ISTRUZIONI:
- 1) Secondo la pagina, quali anni delimitano il trentennio di alta partecipazione al voto parlamentare?
- 2) Spiega perché, secondo la pagina, la scelta di astenersi assume connotati di intermittenza oscillante.

PAGINA:
==*==

III. In tale contesto la verve populista (“Loquor dum sum”, secondo l’icastica definizione di P. Armaroli, Conte e Mattarella. Sul Palcoscenico e dietro le quinte del Quirinale, 2020) dell’ex Premier, campione indomito di italico trasformismo, svelatosi nell’avvicendamento dall’esecutivo giallorosso a quello gialloverde, ha gioco facile nel ritagliarsi uno spazio significativo e nell’assestare fendenti incisivi al più diretto contendente, quell’Enrico Letta ancora balbettante dopo rottura dell’accordo e ripercussioni pure in elezioni siciliane; il tutto senza trascurare di agitare il consueto spauracchio della vittoria delle destre, che porrebbe a rischio gli equilibri costituzionali, in termini cosi apocalittici da risultare risibili.
IV. Nello specifico sul fronte dell’astensionismo, occorre aver presente, che dopo il trentennio di alta partecipazione al voto parlamentare (1946-1976), il fenomeno all’inizio era agevolmente identificabile, perché la mancanza di stimoli era riconducibile a fasce popolazione più periferiche, con scolarità medio-bassa e orfane delle ideologie dei grandi partiti di massa (DC,PCI); invece nel trentennio successivo (1979-2009), con l’accentuarsi della incapacità di mobilitazione dei partiti e la crisi della rappresentanza (cd. regime partitocratico), la fuga dalle urne cambia fisionomia e allo “astensionismo apatico” succede l’“astensionismo punitivo”(cfr. F. Fornaro, Gli elettori intermittenti han reso il voto sempre più incerto; Il Domani, 11.9.22, pg. 6). Tali elettori si astengono deliberatamente dall’espressione del suffragio, non già per marginalità, bensì convinti di manifestare così il loro dissenso rispetto all’intera offerta politica, presente in quel dato frangente. In tale mutato contesto, contrassegnato da mobilità accentuata, la decisione di astenersi costituisce un’opzione ragionata, in funzione di lanciare inequivocabile segnale di critica; ma proprio per questo, la scelta assume connotati di intermittenza oscillante. Cosi l’elettore astenuto, che ha fisionomia trasversale ai vari ceti sociali e proviene da più disparate aree geopolitiche (netta prevalenza, tradizionalmente, in regioni meridionali e insulari), non opera – tranne in rarissimi casi, inferiori al 10 max 15%, riconducibili all’”astensionismo involontario o cronicizzato”- una scelta definitiva ed irreversibile, ma è pronto a riconsiderare la propria partecipazione, a fronte di offerta stimolante o rimotivante.

==*==

ESTRATTI DELLE VOCI:
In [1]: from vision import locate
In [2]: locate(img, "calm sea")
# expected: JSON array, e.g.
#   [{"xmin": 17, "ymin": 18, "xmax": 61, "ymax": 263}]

==*==

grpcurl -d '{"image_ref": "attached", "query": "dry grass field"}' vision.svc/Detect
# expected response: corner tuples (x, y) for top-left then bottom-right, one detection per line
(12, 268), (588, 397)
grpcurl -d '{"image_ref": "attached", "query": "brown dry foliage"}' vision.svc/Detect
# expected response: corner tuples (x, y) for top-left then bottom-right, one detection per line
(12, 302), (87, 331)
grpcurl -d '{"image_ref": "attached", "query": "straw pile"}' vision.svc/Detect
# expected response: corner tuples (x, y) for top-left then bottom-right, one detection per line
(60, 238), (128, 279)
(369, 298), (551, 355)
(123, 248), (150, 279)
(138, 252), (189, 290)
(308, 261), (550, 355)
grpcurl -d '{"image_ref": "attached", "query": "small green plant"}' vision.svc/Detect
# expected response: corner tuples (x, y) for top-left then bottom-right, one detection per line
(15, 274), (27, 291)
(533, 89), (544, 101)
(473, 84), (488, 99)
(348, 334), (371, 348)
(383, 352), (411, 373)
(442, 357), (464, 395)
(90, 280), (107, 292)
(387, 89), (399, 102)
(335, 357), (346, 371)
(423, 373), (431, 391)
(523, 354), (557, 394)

==*==

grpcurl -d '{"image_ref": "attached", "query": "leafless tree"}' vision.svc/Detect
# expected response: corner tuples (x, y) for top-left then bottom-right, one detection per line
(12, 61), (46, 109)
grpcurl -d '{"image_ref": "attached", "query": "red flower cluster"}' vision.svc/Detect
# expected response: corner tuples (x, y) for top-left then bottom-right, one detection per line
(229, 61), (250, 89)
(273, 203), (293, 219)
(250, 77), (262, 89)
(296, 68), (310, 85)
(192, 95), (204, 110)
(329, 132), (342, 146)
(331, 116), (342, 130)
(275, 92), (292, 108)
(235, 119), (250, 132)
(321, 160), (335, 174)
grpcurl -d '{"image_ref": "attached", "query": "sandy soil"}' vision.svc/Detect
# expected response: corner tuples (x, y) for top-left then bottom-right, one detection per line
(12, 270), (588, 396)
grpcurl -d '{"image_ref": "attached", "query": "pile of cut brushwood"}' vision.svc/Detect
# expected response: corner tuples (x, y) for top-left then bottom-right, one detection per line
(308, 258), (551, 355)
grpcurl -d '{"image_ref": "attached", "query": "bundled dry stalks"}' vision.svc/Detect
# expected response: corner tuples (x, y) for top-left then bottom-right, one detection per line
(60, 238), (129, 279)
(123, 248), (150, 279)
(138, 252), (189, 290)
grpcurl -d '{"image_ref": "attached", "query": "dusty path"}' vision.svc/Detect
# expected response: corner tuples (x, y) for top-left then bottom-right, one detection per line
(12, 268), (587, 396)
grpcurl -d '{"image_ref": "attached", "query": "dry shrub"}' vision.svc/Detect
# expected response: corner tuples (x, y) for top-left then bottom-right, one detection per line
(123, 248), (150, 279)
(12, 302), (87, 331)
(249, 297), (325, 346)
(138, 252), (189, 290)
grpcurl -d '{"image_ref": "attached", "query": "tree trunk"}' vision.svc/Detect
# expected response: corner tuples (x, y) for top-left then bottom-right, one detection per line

==*==

RISPOSTE:
- 1) Il trentennio va dal 1946 al 1976.

- 2) Secondo la pagina, l'astensione è diventata un'opzione ragionata. Serve a lanciare un segnale di critica verso l'intera offerta politica di quel momento. Per questo motivo non è una scelta definitiva, e l'elettore è pronto a tornare a votare se trova un'offerta stimolante o rimotivante.